- [TRAVAIL À RÉALISER]
**a.** Dans le texte fourni, reformulez sous forme de liste plus concise le paragraphe commençant par « Le premier mensonge est assez facile à débusquer », en conservant ses idées principales.
**b.** Poursuivez le texte consacré aux déclarations de Manuel Valls à partir de sa dernière phrase.

- [TEXTE FOURNI]
Le 12 septembre, Manuel Valls affirmait : « S’attaquer à une religion, c’est s’attaquer à la République ». La veille, une mosquée de Limoges avait retrouvé ses portes souillées d’excréments.
Le 14 septembre 2012, le même Manuel Valls sortait d’un entretien avec Monseigneur Barbarin et déclarait au sujet du mariage homosexuel : « L’opinion est mûre et favorable à cela, nous parlons là de mariage civil, il s’agit là d’une évolution majeure pour la société, c’est un engagement du président de la République. Personne ne doit se sentir atteint dans sa conviction. Cette loi s’imposera à tous ».
Entre les quarante-huit heures qui séparent ces deux faits, un incroyable bouillonnement de mensonge s’est déchaîné sous le ciel de France.
Le premier mensonge est assez facile à débusquer : il est de l’ordre de la vérité historique. Sachant ce que la République inflige à la religion depuis 1789, il est scandaleux d’entendre Valls claironner que « S’attaquer à une religion, c’est s’attaquer à la République ». Les républicains sont les grands champions du massacre de religieux, par la chair et par l’esprit. En France, mais aussi au Mexique, en Espagne ou en Russie, le bilan est extrêmement lourd dans les paroisses et les monastères qui ont vu passer la République. La répression antireligieuse qui s’abat aujourd’hui très durement sur le christianisme possède une nature idéologique diffuse et insidieuse qui nous baigne dans l’idée que les cathos sont ringards, coincés, pédophiles, responsables de l’épidémie de Sida en Afrique, etc. Bref, tout cela entretient soigneusement un discrédit malhonnête sur l’Église.

- [DONNÉES]
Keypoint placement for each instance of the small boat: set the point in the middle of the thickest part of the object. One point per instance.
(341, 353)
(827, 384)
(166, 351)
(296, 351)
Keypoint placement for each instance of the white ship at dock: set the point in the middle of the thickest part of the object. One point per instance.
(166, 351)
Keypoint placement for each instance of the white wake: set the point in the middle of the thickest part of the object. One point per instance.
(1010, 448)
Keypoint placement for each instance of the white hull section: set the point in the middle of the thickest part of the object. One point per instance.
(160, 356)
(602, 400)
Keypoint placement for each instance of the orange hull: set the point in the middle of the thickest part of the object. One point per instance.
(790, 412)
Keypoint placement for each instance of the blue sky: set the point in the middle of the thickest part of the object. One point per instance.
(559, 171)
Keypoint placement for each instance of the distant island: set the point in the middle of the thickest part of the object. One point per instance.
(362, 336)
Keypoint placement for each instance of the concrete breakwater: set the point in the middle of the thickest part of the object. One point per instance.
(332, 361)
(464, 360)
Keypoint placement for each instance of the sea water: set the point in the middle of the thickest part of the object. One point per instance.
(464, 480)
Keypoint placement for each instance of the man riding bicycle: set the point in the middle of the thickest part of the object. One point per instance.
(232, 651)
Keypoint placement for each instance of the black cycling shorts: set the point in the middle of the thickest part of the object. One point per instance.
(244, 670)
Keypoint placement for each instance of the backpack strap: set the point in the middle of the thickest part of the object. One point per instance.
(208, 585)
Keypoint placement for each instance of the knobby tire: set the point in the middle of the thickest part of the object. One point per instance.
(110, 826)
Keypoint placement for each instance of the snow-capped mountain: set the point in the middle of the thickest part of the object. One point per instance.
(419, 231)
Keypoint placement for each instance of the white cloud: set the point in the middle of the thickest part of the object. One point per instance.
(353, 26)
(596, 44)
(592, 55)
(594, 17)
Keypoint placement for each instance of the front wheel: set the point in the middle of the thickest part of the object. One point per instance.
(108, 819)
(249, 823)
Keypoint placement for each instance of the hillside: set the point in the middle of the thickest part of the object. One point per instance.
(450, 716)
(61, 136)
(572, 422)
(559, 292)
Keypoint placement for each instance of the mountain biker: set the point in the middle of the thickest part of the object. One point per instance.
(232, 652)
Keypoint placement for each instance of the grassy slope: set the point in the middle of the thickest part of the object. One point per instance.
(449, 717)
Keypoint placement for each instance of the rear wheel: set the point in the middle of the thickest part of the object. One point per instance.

- [CORRIGÉ DES CONSIGNES]
**a.**
- Ce premier mensonge relève de la vérité historique.
- Compte tenu de ce que la République inflige à la religion depuis 1789, la formule de Valls selon laquelle « S'attaquer à une religion, c'est s'attaquer à la République » est jugée scandaleuse.
- Les républicains sont présentés comme les grands champions du massacre de religieux, par la chair et par l'esprit.
- Le bilan est décrit comme extrêmement lourd dans les paroisses et les monastères, en France, au Mexique, en Espagne et en Russie.
- La répression antireligieuse qui frappe aujourd'hui durement le christianisme est dite idéologique, diffuse et insidieuse. Elle présente les catholiques comme ringards, coincés, pédophiles ou responsables de l'épidémie de Sida en Afrique.
- L'ensemble entretient un discrédit malhonnête sur l'Église.

**b.**
Ce qui est assez amusant, c’est qu’aucun Mélenchon ni aucun Poutou ne s’est levé pour signaler l’erreur de Valls. Moi, si j’étais un bon Mélenchon, j’aurais sauté sur l’occasion pour bouffer du Valls ; j’aurai dit quelque chose du genre « Cet âne de Monsieur Valls prétend que s’attaquer à une religion c’est s’attaquer à la République, or je rappelle tout de même à ce monsieur à cravate crème que, justement, la grandeur de la République repose sur des fondements qui sont, non pas la superstition archaïque telle qu’on l’admettait sous l’Ancien Régime, mais la Raison, les Lumières, n’est-ce pas ! Et il est donc du devoir naturel de la République de chasser la religion et les religieux, de s’opposer le plus fermement possible à leur obscurantisme ! Monsieur Valls fait des effets de moulinets pour noyer le poisson et détourner les citoyens de la vraie question qui est celle des inégalités. » Mais je ne suis pas Mélenchon.
Le second mensonge est beaucoup plus subtil : Valls affirme qu’il est d’une certaine façon indigne que la République s’attaque à une religion ; or, en faisant la promotion du mariage homosexuel, il s’attaque clairement à un fondement chrétien majeur de notre société.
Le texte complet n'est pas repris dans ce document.